BEGIN PASSAGE GIVEN
5.1. Generative Adversarial Networks#

The materials in this notebook are inspired from:

This tutorial covers the basics of Generative Adversarial Networks (GAN). In a GAN, two neural networks contest with each other in the form of a zero-sum game, where one agent’s gain is another agent’s loss:

  • Generator is trained to create samples that fool the discriminator network.

  • Discriminator is trained to distinguish authentic from fake samples.

As the generator becomes better at faking samples, the discriminator becomes better at distinguishing authentic samples.

We explore a few new toy examples all in images of small resolution (\(\le32 \times 32\)):

  • MNIST: grey-scale digit recognition from 0 to 9.

  • Fashion-MNIST grey-scale image recognition among 10 categories.

  • CIFAR10: object recognition among 10 categories.
END PASSAGE GIVEN
- _REQUIRED WORK_:
- 1) From the GAN tutorial above, quote the passage that begins at the words "This tutorial covers" and stops after the words "the discriminator network.".
- 2) Name every toy dataset that the GAN tutorial above says it will explore.
BEGIN DATA SHOWN
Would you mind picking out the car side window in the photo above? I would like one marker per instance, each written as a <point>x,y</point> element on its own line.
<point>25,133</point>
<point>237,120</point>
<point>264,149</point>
END DATA SHOWN
- _RESPONSES PER TASK_:
- 1)
This tutorial covers the basics of Generative Adversarial Networks (GAN). In a GAN, two neural networks contest with each other in the form of a zero-sum game, where one agent’s gain is another agent’s loss:

  • Generator is trained to create samples that fool the discriminator network.

- 2) MNIST, Fashion-MNIST, CIFAR10